Entries from a dataset:
——

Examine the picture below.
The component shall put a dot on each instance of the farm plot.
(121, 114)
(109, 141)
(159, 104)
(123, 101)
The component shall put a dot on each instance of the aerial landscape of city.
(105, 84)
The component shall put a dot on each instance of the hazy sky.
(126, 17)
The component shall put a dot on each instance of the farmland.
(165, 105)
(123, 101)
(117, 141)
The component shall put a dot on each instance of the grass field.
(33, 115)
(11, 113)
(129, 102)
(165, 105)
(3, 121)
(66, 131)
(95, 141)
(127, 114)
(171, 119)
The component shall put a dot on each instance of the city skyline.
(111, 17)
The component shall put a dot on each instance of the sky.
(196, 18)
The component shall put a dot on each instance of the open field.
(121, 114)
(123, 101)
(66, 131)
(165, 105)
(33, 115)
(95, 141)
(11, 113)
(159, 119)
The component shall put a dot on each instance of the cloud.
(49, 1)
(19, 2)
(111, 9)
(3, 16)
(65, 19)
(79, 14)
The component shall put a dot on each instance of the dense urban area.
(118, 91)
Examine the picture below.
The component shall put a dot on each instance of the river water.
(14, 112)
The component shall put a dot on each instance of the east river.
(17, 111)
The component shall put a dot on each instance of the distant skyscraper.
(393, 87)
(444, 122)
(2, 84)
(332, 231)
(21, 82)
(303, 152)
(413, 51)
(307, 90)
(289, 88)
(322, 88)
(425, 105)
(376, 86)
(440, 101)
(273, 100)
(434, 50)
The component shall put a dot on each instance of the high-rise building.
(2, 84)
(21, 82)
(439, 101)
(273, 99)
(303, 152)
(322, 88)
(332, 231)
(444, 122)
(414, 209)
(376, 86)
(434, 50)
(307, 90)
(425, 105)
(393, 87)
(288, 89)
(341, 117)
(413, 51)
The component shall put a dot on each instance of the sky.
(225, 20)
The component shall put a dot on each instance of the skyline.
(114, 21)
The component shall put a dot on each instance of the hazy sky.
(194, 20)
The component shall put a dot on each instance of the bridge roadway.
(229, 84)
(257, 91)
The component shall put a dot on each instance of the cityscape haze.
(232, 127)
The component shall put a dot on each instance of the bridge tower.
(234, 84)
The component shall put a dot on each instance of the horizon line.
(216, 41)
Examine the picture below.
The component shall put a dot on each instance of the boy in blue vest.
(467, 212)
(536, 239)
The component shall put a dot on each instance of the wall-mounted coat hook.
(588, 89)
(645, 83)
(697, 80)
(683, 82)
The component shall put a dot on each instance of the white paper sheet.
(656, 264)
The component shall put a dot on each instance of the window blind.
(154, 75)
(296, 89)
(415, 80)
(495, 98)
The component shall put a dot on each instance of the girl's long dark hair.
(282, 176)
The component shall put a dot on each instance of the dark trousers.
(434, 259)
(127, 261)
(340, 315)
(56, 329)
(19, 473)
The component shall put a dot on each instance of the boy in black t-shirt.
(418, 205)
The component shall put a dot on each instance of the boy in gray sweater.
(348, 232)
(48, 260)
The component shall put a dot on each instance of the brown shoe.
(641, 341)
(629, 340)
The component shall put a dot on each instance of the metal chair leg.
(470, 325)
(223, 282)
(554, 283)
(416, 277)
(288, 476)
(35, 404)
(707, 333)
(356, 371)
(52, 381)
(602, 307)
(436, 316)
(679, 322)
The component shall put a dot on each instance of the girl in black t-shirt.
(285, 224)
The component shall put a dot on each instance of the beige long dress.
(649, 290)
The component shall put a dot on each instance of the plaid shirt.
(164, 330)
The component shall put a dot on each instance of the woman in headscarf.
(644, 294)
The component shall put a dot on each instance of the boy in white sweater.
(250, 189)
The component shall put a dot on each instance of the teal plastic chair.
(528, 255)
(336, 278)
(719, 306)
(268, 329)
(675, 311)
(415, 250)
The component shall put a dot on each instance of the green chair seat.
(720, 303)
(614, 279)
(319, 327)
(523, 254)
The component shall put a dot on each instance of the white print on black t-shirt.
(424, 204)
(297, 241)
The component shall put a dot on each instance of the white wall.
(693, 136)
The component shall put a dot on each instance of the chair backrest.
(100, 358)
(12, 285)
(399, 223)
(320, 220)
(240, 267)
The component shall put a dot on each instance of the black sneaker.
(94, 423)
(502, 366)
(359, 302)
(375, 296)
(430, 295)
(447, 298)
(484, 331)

——

Problem statement:
Update the lines of the listing from the one containing "on black t-shirt." through the end of the listing, inclusive, by changing "chair backrest" to "seat back" and leaving everything else unchanged.

Result of the task:
The component shall put a dot on each instance of the white print on black t-shirt.
(424, 204)
(297, 241)
The component shall put a dot on each instance of the white wall.
(693, 136)
The component shall put a dot on each instance of the seat back.
(100, 358)
(12, 285)
(399, 223)
(320, 220)
(240, 267)
The component shall put a dot on each instance of the black sneaker.
(94, 423)
(502, 366)
(359, 302)
(375, 296)
(430, 295)
(447, 298)
(484, 331)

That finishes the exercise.